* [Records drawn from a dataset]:
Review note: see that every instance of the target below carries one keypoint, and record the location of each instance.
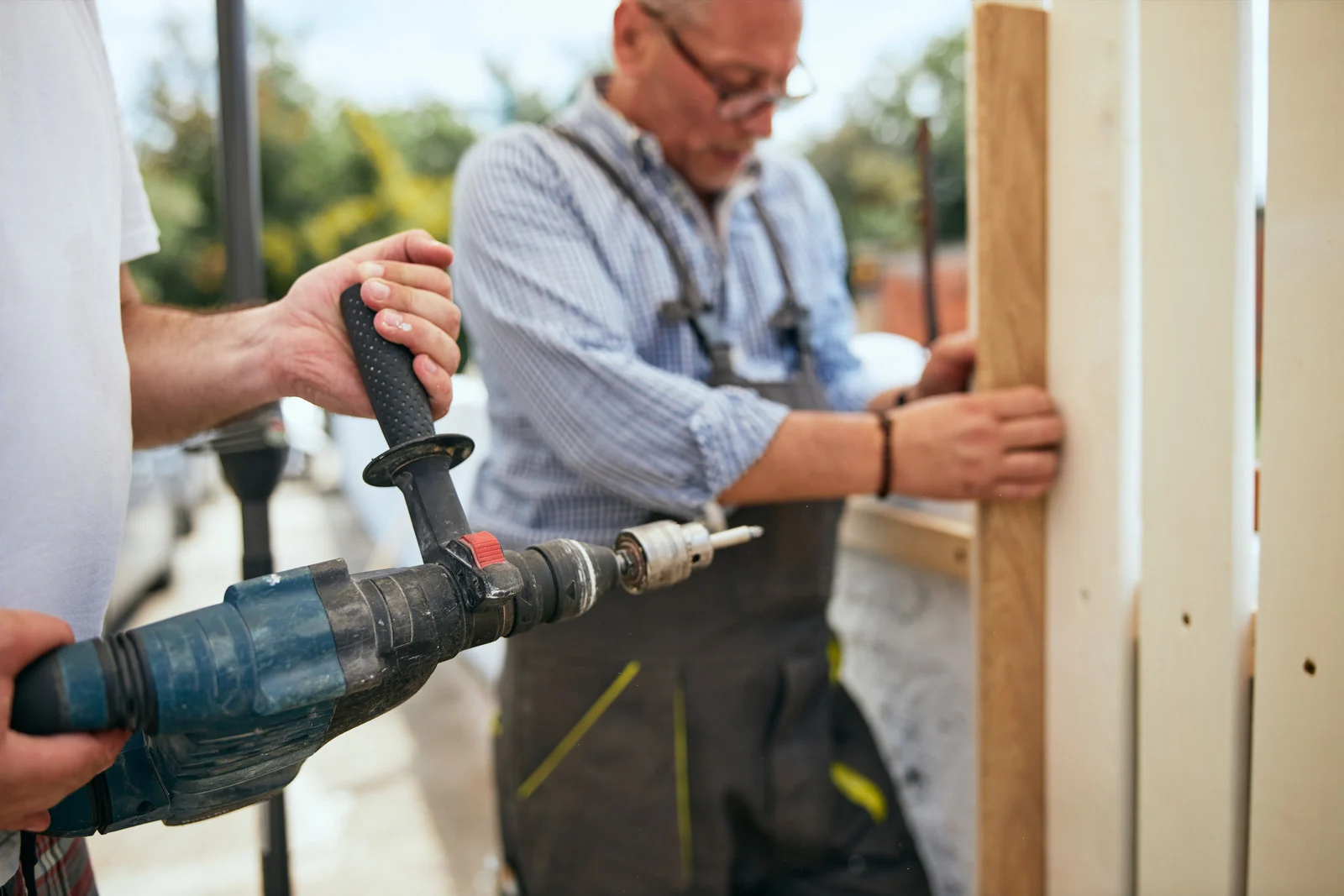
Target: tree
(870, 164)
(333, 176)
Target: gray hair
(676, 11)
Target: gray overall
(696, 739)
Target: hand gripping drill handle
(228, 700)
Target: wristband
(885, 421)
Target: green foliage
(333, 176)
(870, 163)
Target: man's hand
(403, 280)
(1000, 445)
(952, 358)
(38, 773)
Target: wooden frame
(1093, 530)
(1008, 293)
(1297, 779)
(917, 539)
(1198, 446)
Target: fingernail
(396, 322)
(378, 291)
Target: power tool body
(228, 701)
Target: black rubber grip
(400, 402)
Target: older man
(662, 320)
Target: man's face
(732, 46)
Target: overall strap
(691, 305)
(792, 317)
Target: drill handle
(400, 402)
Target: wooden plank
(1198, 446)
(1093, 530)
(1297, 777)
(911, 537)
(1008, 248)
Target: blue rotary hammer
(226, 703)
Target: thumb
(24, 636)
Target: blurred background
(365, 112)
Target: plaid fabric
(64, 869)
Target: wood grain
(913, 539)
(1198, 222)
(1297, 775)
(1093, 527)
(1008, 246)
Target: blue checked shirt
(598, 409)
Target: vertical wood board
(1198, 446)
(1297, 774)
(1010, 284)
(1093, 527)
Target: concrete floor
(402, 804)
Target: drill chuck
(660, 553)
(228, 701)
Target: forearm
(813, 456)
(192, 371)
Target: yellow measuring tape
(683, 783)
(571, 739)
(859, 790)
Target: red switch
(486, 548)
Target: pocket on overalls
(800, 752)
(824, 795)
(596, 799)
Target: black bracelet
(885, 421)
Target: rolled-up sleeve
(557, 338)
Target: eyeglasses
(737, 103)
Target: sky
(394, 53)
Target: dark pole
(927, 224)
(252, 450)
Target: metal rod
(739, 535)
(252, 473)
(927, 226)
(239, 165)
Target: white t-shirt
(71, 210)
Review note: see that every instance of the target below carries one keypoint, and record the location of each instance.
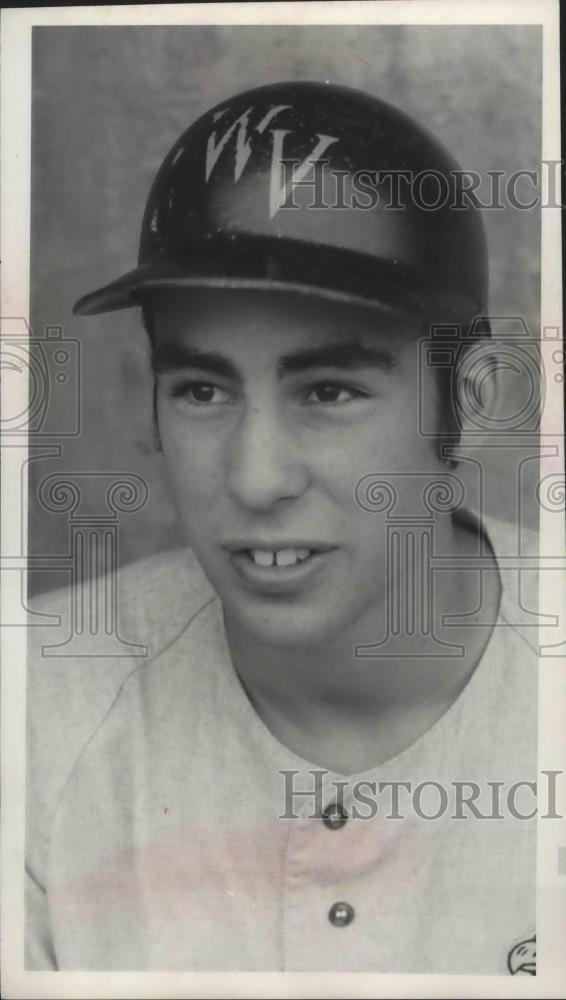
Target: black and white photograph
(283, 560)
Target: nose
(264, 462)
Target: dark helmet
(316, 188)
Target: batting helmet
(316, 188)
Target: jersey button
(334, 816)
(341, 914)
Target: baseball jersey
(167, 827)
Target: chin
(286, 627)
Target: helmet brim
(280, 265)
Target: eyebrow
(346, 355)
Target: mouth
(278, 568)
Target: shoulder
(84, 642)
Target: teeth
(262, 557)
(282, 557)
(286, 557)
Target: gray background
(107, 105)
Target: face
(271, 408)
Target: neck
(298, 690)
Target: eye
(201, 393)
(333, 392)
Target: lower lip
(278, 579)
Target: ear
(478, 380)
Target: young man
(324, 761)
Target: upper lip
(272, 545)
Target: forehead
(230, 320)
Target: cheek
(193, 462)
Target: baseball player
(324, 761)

* [TASK BRIEF]:
Take the data above and repeat it exactly, leaving each picture out.

* [RESPONSE]:
Review note: see that every instance of the target below carries one keypoint, and record the location of each instance.
Target: tree
(870, 164)
(333, 176)
Target: gray hair
(676, 11)
Target: gray overall
(696, 739)
Target: hand gripping drill handle
(228, 700)
Target: wristband
(885, 421)
Target: green foliage
(333, 176)
(870, 163)
Target: man's hand
(403, 280)
(1000, 445)
(952, 358)
(38, 773)
Target: wooden frame
(1093, 530)
(1008, 293)
(1297, 779)
(917, 539)
(1198, 446)
Target: fingernail
(396, 322)
(378, 291)
Target: power tool body
(228, 701)
Target: black rubber grip
(400, 402)
Target: older man
(662, 320)
Target: man's face
(732, 46)
Target: overall strap
(691, 305)
(792, 317)
Target: drill handle
(400, 402)
Target: wooden plank
(1198, 446)
(1093, 530)
(1297, 777)
(911, 537)
(1008, 248)
Target: blue rotary hammer
(226, 703)
Target: thumb
(24, 636)
Target: blurred background
(365, 112)
Target: plaid fabric
(64, 869)
Target: wood grain
(913, 539)
(1198, 222)
(1297, 775)
(1093, 527)
(1008, 246)
Target: blue checked shirt
(598, 409)
Target: vertical wood board
(1198, 446)
(1297, 774)
(1010, 284)
(1093, 527)
Target: concrete floor
(402, 804)
Target: drill chuck
(660, 553)
(228, 701)
Target: forearm
(813, 456)
(192, 371)
Target: yellow measuring tape
(683, 783)
(571, 739)
(859, 790)
Target: red switch
(486, 548)
Target: pocket on overalls
(800, 752)
(824, 795)
(596, 799)
Target: black bracelet
(885, 421)
Target: rolled-up sleeve
(557, 338)
Target: eyeglasses
(737, 103)
Target: sky
(394, 53)
Target: dark pole
(927, 224)
(252, 450)
Target: metal rod
(739, 535)
(252, 473)
(927, 226)
(239, 165)
Target: white t-shirt
(71, 210)
Review note: see that every instance of the target below carries one keypoint, and record the location of each instance.
Target: black and white photograph
(283, 560)
Target: nose
(264, 462)
Target: dark helmet
(316, 188)
Target: batting helmet
(316, 188)
Target: jersey button
(334, 816)
(341, 914)
Target: baseball jersey
(167, 827)
Target: chin
(286, 627)
Target: helmet brim
(280, 265)
Target: eyebrow
(346, 355)
Target: mouth
(278, 568)
Target: shoulder
(84, 642)
Target: teeth
(262, 557)
(282, 557)
(286, 557)
Target: gray background
(107, 105)
Target: face
(271, 408)
Target: neck
(298, 690)
Target: eye
(201, 393)
(333, 392)
Target: lower lip
(278, 579)
Target: ear
(478, 380)
Target: young man
(324, 761)
Target: upper lip
(272, 545)
Target: forehead
(230, 320)
Target: cheek
(193, 462)
Target: baseball player
(324, 761)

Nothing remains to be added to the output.